◆ WORK TASK ◆
All of the entries below are to be repeated word for word.

◆ GIVEN ENTRIES ◆
********************

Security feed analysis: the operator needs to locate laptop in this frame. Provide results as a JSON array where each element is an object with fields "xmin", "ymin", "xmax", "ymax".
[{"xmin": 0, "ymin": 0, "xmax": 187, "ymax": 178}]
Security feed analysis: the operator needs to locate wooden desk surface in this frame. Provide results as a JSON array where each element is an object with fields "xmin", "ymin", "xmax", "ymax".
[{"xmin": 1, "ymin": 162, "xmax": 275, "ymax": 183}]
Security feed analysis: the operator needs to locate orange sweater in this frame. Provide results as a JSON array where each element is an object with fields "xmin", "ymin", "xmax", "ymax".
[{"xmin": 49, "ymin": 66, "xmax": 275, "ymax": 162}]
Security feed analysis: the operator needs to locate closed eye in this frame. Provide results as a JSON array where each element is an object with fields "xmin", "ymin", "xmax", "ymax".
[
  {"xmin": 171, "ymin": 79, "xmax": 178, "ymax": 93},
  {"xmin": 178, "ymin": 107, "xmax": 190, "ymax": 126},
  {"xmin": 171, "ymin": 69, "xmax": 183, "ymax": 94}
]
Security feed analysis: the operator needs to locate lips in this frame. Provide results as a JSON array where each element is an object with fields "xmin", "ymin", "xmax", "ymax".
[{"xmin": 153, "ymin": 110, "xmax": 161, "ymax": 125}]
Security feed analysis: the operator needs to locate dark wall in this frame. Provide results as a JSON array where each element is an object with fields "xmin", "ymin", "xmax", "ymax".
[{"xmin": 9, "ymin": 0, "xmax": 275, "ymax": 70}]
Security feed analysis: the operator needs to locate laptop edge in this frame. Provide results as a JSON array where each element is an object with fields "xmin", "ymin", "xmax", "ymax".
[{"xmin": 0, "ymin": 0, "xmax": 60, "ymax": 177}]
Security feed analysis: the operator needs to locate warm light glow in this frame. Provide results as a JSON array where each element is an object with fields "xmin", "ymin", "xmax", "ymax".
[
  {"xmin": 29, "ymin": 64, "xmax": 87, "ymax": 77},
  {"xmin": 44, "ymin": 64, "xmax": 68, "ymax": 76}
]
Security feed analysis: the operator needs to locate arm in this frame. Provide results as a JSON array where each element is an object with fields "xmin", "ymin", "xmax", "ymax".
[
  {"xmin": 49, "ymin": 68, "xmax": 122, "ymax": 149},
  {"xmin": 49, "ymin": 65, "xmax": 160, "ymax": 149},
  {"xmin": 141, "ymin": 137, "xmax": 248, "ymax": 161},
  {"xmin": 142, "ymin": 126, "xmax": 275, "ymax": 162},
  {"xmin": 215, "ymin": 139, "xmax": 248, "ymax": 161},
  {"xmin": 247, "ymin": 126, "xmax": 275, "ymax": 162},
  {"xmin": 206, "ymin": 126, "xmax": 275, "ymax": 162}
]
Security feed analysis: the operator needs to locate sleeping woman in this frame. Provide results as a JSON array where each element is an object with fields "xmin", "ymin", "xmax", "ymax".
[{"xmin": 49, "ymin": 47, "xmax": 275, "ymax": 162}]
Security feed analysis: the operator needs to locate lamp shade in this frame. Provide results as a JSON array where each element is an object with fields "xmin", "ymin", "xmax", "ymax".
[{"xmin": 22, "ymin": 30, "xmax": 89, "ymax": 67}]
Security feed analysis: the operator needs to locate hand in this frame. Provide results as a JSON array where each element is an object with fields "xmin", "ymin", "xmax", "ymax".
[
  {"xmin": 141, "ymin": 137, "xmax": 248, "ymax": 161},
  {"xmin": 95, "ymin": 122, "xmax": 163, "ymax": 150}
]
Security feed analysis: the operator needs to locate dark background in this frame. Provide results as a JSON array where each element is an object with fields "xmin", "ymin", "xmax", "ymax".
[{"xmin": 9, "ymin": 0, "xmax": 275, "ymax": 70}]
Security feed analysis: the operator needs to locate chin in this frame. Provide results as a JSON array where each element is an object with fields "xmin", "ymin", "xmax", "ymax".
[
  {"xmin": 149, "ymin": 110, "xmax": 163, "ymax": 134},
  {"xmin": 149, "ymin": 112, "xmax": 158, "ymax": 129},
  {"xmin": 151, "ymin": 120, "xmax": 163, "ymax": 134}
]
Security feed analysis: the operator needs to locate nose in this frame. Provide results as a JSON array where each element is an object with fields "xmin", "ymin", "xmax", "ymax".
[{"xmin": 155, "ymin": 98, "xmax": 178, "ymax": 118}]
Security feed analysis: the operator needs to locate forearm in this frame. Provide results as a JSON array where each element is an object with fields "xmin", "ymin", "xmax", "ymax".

********************

◆ RESULT ◆
Security feed analysis: the operator needs to locate laptop in this frame. Provide results as a JSON array where each element is an object with fields "xmin", "ymin", "xmax", "ymax".
[{"xmin": 0, "ymin": 0, "xmax": 187, "ymax": 178}]
Security feed analysis: the operator needs to locate wooden desk surface in this frame. Provide results as a JSON array where each element is an object with fields "xmin", "ymin", "xmax", "ymax".
[{"xmin": 1, "ymin": 162, "xmax": 275, "ymax": 183}]
Security feed analysis: the operator needs to locate orange sweater in this frame. Provide results as a JSON array where each element is an object with fields "xmin", "ymin", "xmax", "ymax".
[{"xmin": 49, "ymin": 66, "xmax": 275, "ymax": 162}]
Security feed analysis: the operator needs to locate closed eye in this frame. Provide results as a JSON array where each element is an object with fields "xmin", "ymin", "xmax", "ymax".
[
  {"xmin": 171, "ymin": 79, "xmax": 178, "ymax": 93},
  {"xmin": 178, "ymin": 107, "xmax": 190, "ymax": 126},
  {"xmin": 171, "ymin": 69, "xmax": 183, "ymax": 94}
]
Security feed analysis: the operator needs to locate lips in this frame. Provide results as a JSON array where each element is an object with fields "xmin", "ymin", "xmax", "ymax".
[{"xmin": 153, "ymin": 110, "xmax": 161, "ymax": 125}]
Security feed analysis: the operator needs to locate dark wall in this frame. Provide results as a JSON array where each element is an object with fields "xmin", "ymin", "xmax", "ymax".
[{"xmin": 9, "ymin": 0, "xmax": 275, "ymax": 70}]
Security feed analysis: the operator needs to locate laptop edge in this frame. Provide results as a JSON array where each element is an object with fields "xmin", "ymin", "xmax", "ymax".
[{"xmin": 0, "ymin": 0, "xmax": 60, "ymax": 177}]
Security feed analysis: the operator needs to locate warm light glow in this frame. Provide results as a JSON array where each element is an object with fields "xmin", "ymin", "xmax", "ymax".
[
  {"xmin": 29, "ymin": 64, "xmax": 87, "ymax": 77},
  {"xmin": 44, "ymin": 64, "xmax": 68, "ymax": 76}
]
Security feed analysis: the operator needs to locate arm in this frame. Provide results as a JSON array where each element is an object with fields "xmin", "ymin", "xmax", "ymax".
[
  {"xmin": 49, "ymin": 68, "xmax": 122, "ymax": 149},
  {"xmin": 49, "ymin": 65, "xmax": 160, "ymax": 149},
  {"xmin": 141, "ymin": 137, "xmax": 248, "ymax": 161},
  {"xmin": 142, "ymin": 126, "xmax": 275, "ymax": 162},
  {"xmin": 215, "ymin": 139, "xmax": 248, "ymax": 161},
  {"xmin": 247, "ymin": 126, "xmax": 275, "ymax": 162},
  {"xmin": 206, "ymin": 126, "xmax": 275, "ymax": 162}
]
Security feed analysis: the operator needs to locate sleeping woman in this frame. Provide results as a JSON array where each element is an object with fields "xmin", "ymin", "xmax", "ymax".
[{"xmin": 49, "ymin": 47, "xmax": 275, "ymax": 162}]
Security feed analysis: the operator needs to locate lamp shade in this frame. Provide results as a JSON array where each element is an object with fields "xmin", "ymin", "xmax", "ymax".
[{"xmin": 22, "ymin": 30, "xmax": 89, "ymax": 67}]
Security feed analysis: the operator needs to locate hand in this frame. Provide results as a JSON array where each element is an object with fields "xmin", "ymin", "xmax", "ymax".
[
  {"xmin": 141, "ymin": 137, "xmax": 248, "ymax": 161},
  {"xmin": 95, "ymin": 122, "xmax": 163, "ymax": 150}
]
Security feed analysis: the operator needs to locate dark background in this frame. Provide results as a JSON array where each element is an object with fields "xmin", "ymin", "xmax", "ymax".
[{"xmin": 9, "ymin": 0, "xmax": 275, "ymax": 70}]
Security feed analysis: the operator needs to locate chin in this frame. Provide results as a JSON array where each element is an object with fields "xmin", "ymin", "xmax", "ymax".
[
  {"xmin": 149, "ymin": 110, "xmax": 163, "ymax": 134},
  {"xmin": 149, "ymin": 112, "xmax": 158, "ymax": 129},
  {"xmin": 151, "ymin": 120, "xmax": 163, "ymax": 134}
]
Security feed analysis: the operator needs to locate nose in this frame. Provide results as a JSON array where each element is an object with fields "xmin", "ymin", "xmax", "ymax".
[{"xmin": 155, "ymin": 98, "xmax": 178, "ymax": 118}]
Security feed analysis: the operator needs to locate forearm in this frame. Provide results as a JSON array where each element is an object with fields "xmin", "ymin", "xmax", "ymax".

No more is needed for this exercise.